───── DATASET ─────

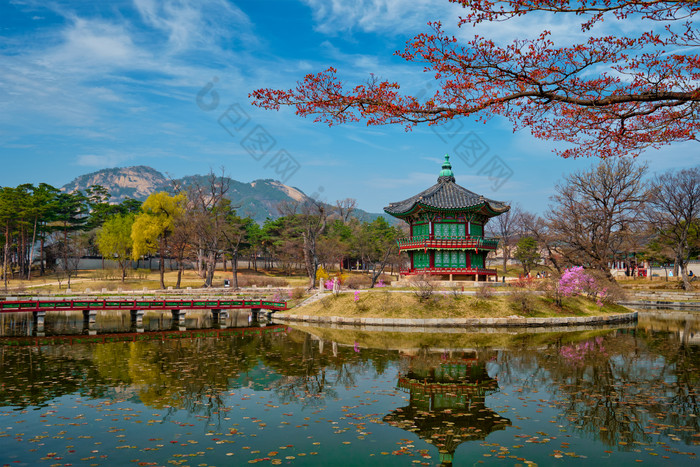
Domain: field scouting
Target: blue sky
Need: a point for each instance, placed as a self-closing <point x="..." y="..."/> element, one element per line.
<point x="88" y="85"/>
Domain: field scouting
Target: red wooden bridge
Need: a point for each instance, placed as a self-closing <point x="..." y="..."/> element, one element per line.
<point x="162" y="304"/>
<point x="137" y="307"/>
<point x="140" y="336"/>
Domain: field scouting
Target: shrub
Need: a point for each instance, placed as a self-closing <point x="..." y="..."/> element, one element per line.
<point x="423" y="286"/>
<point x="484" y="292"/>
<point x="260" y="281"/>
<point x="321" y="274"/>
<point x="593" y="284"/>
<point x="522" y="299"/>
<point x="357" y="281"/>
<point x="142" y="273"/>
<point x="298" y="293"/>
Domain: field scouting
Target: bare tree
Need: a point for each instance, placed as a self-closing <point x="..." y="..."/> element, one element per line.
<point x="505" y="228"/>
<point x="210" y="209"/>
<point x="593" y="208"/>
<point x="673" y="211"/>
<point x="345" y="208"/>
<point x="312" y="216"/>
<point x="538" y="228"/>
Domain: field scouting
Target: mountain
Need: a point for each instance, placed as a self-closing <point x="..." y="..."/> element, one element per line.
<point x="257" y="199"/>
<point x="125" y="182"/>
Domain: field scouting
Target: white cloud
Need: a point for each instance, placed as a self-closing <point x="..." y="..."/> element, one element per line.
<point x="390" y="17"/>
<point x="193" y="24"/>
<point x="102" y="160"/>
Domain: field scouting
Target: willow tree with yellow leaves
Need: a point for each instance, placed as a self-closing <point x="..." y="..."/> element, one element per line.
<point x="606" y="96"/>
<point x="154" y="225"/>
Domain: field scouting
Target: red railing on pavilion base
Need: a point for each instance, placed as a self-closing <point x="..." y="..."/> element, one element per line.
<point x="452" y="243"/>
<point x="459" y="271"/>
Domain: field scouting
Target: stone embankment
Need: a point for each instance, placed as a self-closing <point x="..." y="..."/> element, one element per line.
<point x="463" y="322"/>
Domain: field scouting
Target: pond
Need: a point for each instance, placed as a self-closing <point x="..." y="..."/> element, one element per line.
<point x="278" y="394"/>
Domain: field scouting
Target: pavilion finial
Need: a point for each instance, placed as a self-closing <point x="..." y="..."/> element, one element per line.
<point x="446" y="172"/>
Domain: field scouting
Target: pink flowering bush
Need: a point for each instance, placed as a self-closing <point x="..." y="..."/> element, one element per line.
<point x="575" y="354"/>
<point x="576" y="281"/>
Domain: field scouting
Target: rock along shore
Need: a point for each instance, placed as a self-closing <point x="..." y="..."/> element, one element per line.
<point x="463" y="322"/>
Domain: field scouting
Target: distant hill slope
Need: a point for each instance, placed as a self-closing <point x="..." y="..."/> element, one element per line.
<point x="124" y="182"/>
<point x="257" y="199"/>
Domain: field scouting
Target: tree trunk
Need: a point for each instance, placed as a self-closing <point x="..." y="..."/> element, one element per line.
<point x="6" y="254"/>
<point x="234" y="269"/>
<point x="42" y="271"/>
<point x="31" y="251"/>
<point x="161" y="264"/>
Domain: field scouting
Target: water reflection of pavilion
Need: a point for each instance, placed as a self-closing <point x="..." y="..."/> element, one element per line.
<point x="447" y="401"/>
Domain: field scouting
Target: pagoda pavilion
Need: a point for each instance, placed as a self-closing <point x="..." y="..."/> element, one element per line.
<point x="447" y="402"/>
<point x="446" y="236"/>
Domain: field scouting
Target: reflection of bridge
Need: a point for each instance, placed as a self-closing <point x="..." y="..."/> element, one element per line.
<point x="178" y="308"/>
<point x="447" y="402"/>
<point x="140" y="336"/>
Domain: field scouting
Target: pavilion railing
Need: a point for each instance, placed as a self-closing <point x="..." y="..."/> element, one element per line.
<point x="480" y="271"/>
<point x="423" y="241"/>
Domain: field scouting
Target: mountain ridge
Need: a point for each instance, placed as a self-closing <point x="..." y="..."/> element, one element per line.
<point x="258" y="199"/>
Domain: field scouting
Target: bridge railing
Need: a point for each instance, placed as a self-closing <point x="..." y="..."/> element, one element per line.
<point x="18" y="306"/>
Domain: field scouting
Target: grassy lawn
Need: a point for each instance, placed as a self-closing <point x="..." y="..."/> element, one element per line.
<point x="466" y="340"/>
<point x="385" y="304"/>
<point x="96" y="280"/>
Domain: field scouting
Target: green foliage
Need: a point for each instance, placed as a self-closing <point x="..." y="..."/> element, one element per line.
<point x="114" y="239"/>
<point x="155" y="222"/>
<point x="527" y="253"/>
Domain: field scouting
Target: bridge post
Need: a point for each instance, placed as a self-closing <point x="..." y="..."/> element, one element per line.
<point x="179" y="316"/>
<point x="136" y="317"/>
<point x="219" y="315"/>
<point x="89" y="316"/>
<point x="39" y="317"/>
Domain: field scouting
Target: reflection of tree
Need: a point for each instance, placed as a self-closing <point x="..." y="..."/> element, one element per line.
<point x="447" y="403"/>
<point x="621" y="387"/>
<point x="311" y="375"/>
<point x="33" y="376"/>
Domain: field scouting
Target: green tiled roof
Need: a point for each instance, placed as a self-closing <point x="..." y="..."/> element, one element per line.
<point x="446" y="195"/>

─────
───── DATASET ─────

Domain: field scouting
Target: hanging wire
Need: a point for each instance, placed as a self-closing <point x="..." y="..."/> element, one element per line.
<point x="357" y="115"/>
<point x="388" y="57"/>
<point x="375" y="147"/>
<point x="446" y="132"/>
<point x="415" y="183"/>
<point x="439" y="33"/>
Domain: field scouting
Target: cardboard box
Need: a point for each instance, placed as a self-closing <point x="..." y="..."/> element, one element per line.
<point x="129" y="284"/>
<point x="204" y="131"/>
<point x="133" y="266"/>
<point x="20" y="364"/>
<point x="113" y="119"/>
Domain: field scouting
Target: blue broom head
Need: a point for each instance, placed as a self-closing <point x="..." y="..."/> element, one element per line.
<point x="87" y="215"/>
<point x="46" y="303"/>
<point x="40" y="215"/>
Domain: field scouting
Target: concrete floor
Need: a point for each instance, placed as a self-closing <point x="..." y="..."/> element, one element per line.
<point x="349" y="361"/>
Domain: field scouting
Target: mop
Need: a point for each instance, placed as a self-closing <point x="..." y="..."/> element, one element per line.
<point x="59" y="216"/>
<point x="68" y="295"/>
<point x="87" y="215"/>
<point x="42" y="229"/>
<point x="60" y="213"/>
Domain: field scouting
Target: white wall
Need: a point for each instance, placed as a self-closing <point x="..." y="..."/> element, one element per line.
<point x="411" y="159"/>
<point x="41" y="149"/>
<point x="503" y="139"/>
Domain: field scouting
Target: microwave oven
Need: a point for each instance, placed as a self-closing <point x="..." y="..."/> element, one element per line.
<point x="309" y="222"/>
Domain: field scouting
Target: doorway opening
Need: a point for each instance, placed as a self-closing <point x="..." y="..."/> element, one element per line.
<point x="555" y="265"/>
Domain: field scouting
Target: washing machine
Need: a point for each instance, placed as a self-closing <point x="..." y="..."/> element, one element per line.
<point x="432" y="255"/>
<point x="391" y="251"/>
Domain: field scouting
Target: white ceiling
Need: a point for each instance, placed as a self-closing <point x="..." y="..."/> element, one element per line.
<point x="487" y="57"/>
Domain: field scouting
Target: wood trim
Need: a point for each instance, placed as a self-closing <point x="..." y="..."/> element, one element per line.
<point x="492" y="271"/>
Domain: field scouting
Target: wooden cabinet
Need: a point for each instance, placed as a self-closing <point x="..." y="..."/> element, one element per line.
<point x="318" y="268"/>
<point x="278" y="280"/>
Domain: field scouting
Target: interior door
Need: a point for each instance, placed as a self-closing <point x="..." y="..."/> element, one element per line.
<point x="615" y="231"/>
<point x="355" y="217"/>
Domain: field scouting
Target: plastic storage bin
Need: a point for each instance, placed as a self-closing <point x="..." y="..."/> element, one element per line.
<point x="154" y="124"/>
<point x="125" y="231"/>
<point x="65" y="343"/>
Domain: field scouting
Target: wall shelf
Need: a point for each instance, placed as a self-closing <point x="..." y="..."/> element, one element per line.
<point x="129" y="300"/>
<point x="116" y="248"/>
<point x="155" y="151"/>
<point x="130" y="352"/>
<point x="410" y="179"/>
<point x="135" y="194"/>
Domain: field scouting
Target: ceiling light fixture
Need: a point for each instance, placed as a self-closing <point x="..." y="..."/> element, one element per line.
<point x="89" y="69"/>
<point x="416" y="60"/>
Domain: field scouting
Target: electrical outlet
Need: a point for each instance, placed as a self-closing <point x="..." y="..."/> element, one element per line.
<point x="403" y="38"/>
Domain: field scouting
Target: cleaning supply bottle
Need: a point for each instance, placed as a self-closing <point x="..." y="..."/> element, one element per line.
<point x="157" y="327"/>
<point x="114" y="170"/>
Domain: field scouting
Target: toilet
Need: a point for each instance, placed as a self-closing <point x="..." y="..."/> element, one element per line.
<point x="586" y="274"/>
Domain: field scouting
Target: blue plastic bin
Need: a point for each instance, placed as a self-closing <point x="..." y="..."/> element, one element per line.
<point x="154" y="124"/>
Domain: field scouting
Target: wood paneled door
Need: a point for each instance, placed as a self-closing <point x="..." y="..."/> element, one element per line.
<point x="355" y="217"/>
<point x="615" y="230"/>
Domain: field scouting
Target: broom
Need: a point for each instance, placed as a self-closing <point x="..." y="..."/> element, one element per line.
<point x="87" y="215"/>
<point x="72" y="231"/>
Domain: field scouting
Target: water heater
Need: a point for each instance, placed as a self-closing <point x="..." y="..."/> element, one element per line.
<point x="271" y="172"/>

─────

Transcribe the lines above between the line holding "Target: willow tree with yellow leaves" and the line holding "Target: tree trunk", inclusive, exactly as they stand and with nothing added.

Target: willow tree with yellow leaves
Need: a point for each instance, placed as a self-closing <point x="..." y="..."/> element, one element per line.
<point x="606" y="96"/>
<point x="154" y="225"/>
Domain: field scouting
Target: red railing on pavilion base
Need: a point for each instance, placed as a self-closing <point x="..." y="..."/> element, one element per line.
<point x="452" y="243"/>
<point x="459" y="271"/>
Domain: field scouting
Target: stone embankment
Need: a point for each instance, placed as a self-closing <point x="..." y="..."/> element, one element per line.
<point x="463" y="322"/>
Domain: field scouting
Target: pond
Need: a point for each instance, placed as a self-closing <point x="..." y="..."/> element, one element per line.
<point x="278" y="394"/>
Domain: field scouting
Target: pavilion finial
Need: a point for each instance, placed as a self-closing <point x="..." y="..."/> element, one element per line.
<point x="446" y="172"/>
Domain: field scouting
Target: pink flowering bush
Need: a point for each instance, placed as a self-closing <point x="..." y="..."/> element, one element per line.
<point x="575" y="354"/>
<point x="576" y="281"/>
Domain: field scouting
Target: rock along shore
Need: a point for each instance, placed as a self-closing <point x="..." y="..."/> element, one element per line.
<point x="463" y="322"/>
Domain: field scouting
Target: distant hill slope
Need: a point for each instance, placed as a self-closing <point x="..." y="..."/> element, one element per line.
<point x="124" y="182"/>
<point x="257" y="199"/>
Domain: field scouting
Target: tree trunk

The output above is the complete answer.